Top of ENTRIES PROVIDED

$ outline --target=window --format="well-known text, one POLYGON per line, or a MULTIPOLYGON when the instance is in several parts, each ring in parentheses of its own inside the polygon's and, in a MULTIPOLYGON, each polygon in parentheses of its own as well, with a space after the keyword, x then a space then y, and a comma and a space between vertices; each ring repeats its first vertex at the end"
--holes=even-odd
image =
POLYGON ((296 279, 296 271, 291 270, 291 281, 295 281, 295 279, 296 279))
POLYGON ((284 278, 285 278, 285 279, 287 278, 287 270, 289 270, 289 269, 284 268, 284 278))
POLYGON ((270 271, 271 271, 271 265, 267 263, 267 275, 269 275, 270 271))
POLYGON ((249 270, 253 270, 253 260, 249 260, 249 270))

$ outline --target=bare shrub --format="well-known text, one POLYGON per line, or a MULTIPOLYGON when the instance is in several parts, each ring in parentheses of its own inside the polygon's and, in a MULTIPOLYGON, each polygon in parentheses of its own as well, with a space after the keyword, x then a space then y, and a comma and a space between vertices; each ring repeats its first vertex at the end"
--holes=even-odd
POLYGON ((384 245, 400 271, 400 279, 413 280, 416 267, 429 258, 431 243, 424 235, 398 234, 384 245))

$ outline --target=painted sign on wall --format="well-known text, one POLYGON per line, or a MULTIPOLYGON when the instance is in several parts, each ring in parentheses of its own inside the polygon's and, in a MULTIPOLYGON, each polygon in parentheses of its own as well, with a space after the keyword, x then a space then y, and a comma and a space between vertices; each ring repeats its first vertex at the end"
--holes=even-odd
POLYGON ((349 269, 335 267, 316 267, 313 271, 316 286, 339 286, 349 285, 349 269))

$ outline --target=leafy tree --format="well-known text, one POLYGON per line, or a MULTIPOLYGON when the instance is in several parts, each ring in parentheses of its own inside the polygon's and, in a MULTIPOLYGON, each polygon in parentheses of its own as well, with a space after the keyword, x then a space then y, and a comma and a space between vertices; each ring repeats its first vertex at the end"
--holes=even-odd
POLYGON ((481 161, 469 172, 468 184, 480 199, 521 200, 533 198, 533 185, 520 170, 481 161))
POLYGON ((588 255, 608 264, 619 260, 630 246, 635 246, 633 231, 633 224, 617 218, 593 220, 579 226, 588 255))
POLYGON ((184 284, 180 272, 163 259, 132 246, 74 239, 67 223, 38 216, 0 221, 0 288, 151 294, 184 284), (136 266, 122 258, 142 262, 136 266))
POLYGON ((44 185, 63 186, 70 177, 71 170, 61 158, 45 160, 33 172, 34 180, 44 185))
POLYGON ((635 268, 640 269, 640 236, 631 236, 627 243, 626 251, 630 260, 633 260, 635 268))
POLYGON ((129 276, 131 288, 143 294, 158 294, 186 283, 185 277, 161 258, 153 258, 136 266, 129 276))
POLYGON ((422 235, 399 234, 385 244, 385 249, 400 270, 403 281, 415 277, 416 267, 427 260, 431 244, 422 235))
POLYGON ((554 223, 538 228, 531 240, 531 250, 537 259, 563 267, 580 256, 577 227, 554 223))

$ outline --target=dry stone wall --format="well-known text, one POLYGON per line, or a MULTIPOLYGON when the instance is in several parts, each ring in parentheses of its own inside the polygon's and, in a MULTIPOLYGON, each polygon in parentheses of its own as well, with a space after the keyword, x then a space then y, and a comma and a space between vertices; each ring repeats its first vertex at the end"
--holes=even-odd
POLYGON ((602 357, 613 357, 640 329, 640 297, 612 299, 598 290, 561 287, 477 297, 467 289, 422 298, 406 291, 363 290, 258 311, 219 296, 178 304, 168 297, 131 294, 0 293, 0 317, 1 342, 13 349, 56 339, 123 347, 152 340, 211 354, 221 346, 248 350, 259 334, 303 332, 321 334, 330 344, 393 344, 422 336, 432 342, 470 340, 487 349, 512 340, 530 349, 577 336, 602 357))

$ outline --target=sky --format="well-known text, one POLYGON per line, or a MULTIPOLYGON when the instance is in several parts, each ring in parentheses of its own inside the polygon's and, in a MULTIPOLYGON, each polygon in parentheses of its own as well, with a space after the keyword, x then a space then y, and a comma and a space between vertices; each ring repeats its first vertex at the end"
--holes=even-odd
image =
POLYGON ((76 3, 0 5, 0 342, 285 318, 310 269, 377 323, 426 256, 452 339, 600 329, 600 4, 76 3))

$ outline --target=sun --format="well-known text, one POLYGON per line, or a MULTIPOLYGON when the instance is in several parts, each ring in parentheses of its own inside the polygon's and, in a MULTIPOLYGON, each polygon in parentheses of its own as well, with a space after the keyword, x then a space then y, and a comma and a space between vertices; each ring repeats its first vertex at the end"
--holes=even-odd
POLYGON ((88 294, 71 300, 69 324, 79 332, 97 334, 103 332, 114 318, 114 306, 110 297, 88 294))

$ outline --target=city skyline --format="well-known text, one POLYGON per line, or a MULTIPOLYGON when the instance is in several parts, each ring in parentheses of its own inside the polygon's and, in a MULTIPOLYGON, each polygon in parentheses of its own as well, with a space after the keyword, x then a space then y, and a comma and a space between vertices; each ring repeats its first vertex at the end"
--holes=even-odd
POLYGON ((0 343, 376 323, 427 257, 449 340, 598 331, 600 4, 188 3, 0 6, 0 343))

Bottom of ENTRIES PROVIDED

Reply with one number: the count of lines in the entries that include the word "wall".

• [FINISHED TASK] 2